### GIVEN PASSAGE

==*==

Then, both tend to have an elastic drawstring waist. The key here is “tend”: You’ll spot joggers, especially more fashion-centric ones, with a button or even zip fly. Or, the waistband offers some stretch – but it’s not full all-around elastic – with a drawstring for some customisation.
Once you get past these points, sweatpants and joggers diverge on their own separate paths. Sweats can have a cuffed or elastic bottom – however, you’ll also spot them with a straight, maybe even wider-legged cut.
Joggers, meanwhile, pertain to a specific silhouette: a defined, taller cuffed ankle, a tapered fit that balloons out somewhat, and a defined waist. Unlike with sweatpants, you won’t encounter voluminous styles. As well, this silhouette has migrated outside of activewear to denim and chinos and, due to menswear’s current obsession with cargo trousers, tends to sport multiple pockets along the exterior.
Thus, considering these factors, joggers deliver more structure and form than sweatpants and have ventured past their origins to offer casual alternatives to other business-casual staples. Due to this latter aspect, they’re not always appropriate for the workplace – even with smart-casual rules – and tend to better sit within work-from-home business casual: serviceable, comfortable, but better unseen.
Why We’ll Be Seeing More of Them
When joggers appeared within the spectrum of menswear – not solely athletic or lounge wear – somewhere around 2011, most would’ve thought the trend would’ve run its course. Instead, they’ve proven their worth:
Joggers are Versatile
Sweatpants – let’s be realistic – tend to be a dower. You get the vibe you’ll be lounging around all day and doing nothing more. You don’t feel aspirational or like a go-getter. Rather, they’re the “I just rolled out of bed” piece, even if you opted to comb your hair.
The slimmer silhouette joggers cut lends itself to more possibilities. T-shirts are fine yet predictable and deliver peak 2010s athleisure. Still, you can think beyond. Change out your T-shirt for a polo, or think of a new casual angle with a bomber jacket. Take smart-casual literally by pairing cotton-based joggers with a button-down or Henley and a blazer on top. Footwear, too, covers a similar arc, from athletic kicks to military-inspired boots that fit around joggers’ ankle cuffs.

==*==

### GIVEN RECORDS
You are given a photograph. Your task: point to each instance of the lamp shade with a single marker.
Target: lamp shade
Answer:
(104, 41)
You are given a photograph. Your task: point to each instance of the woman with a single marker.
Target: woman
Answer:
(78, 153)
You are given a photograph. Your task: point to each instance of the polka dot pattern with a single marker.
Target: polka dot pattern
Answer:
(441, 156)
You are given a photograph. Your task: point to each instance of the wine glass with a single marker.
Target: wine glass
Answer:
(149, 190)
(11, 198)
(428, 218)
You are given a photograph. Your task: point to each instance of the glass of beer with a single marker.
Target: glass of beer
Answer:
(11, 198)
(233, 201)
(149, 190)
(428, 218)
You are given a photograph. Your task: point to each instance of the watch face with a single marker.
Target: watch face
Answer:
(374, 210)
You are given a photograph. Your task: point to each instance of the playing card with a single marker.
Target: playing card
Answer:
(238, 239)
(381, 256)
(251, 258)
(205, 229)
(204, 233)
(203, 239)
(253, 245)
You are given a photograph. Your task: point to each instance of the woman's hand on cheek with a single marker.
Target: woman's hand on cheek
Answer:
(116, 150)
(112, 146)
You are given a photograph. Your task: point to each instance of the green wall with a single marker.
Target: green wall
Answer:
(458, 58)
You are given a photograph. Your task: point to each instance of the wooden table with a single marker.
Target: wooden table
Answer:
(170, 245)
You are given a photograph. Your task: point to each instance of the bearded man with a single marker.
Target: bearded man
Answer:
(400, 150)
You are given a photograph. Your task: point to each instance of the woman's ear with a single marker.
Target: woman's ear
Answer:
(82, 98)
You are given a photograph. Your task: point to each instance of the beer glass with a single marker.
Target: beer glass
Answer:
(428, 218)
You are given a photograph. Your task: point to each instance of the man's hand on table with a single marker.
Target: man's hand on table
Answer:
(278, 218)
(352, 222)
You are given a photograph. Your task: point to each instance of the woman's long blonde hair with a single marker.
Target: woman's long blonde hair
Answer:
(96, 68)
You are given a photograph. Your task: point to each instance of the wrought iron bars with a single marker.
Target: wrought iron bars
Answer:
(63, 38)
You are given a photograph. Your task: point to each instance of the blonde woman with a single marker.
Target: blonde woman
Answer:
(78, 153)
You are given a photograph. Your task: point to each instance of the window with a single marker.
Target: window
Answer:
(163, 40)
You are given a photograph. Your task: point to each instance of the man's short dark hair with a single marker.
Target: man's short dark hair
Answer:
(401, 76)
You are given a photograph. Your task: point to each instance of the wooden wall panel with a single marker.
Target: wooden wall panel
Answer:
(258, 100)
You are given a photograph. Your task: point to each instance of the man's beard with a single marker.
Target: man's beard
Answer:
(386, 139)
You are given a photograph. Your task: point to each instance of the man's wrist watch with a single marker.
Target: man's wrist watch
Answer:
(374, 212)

==*==

### WHAT TO DO
In the passage on joggers and sweatpants, what reason is given for joggers tending to have multiple pockets along the exterior? Answer in one to three sentences.

### SOLUTION
Joggers tend to have multiple exterior pockets because menswear is currently obsessed with cargo trousers.